-- START --
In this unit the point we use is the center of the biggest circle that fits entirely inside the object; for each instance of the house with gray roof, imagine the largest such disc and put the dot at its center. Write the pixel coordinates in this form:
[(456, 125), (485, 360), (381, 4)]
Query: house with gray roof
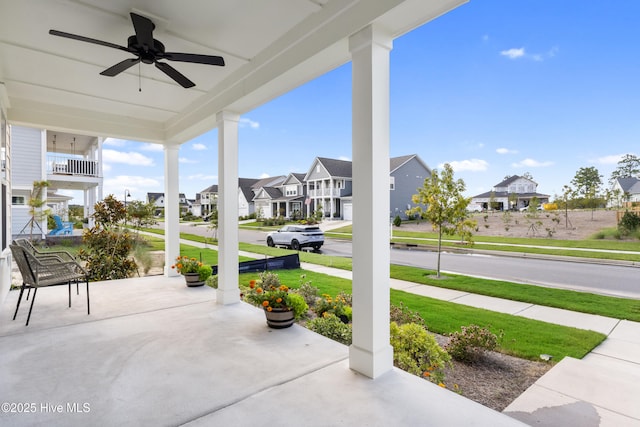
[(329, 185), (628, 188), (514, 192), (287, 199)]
-- END --
-- START --
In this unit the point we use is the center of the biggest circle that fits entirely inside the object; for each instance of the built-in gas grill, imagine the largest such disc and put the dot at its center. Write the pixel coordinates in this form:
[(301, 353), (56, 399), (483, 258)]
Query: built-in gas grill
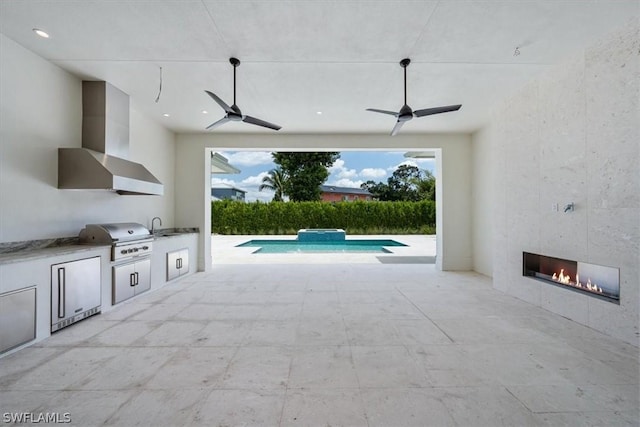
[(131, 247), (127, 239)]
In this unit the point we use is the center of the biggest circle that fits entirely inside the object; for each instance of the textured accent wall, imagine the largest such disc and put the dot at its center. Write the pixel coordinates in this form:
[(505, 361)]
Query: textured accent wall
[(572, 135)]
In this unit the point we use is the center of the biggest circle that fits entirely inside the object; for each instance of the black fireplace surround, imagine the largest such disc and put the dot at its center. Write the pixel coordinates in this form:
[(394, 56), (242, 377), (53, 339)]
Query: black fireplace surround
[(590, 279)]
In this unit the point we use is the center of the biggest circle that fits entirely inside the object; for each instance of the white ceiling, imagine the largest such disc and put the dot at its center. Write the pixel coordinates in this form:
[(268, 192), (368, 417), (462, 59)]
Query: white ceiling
-- END --
• **Exercise brief**
Please copy out, word for word, the lines of the records from the one containing "of the white" through the one containing "Query: white ceiling", with both of those lines included.

• **Result of the exercise**
In this unit the point we use is the center of the biggest circle that fits entirely inside the object; for each instance of the white ceiling, imagine the largest such disc and put the dot at its center. Write the pixel coordinates in this form:
[(268, 192), (368, 417), (462, 59)]
Query: white ceiling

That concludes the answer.